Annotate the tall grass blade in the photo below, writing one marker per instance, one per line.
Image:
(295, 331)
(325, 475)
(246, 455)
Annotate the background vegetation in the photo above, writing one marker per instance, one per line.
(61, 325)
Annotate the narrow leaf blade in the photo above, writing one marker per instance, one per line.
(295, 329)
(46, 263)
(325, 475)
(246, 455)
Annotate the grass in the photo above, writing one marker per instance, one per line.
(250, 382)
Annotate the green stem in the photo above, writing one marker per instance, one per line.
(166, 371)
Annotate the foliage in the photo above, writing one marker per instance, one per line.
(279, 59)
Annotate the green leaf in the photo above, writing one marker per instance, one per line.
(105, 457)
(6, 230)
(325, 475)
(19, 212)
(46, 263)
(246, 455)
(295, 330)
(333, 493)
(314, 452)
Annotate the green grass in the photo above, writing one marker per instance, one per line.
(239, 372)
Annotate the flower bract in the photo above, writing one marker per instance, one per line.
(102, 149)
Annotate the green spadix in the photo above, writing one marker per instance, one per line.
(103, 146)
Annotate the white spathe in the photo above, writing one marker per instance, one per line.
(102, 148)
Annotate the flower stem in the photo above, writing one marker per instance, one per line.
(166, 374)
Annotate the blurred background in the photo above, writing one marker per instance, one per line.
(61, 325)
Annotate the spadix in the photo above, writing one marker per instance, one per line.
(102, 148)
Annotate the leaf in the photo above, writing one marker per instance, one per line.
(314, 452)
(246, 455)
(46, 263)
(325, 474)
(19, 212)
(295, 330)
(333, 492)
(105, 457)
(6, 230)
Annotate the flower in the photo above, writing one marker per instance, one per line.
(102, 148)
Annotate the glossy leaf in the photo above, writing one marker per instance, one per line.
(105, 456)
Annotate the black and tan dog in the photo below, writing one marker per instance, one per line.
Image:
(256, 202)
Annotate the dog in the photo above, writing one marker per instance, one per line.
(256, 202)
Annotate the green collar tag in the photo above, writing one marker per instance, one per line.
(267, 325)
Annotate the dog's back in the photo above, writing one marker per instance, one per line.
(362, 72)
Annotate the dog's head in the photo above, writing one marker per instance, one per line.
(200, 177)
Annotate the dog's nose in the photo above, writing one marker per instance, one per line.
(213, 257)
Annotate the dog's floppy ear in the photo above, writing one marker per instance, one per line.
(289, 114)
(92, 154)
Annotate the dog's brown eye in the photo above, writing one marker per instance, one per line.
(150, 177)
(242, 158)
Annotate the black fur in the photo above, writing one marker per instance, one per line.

::::::::

Start printing at the line with "Annotate the dog's floppy" and stop after the final line of the listing above, keeping every line exact.

Solved problem »
Annotate the dog's floppy ear in the photo above, writing one marker per instance, one per line.
(289, 114)
(92, 154)
Annotate the dog's brown eye in the photo above, writing one marker per instance, one per line.
(150, 177)
(242, 158)
Annotate the black fur in the photo above, writing one marker per instance, one per line.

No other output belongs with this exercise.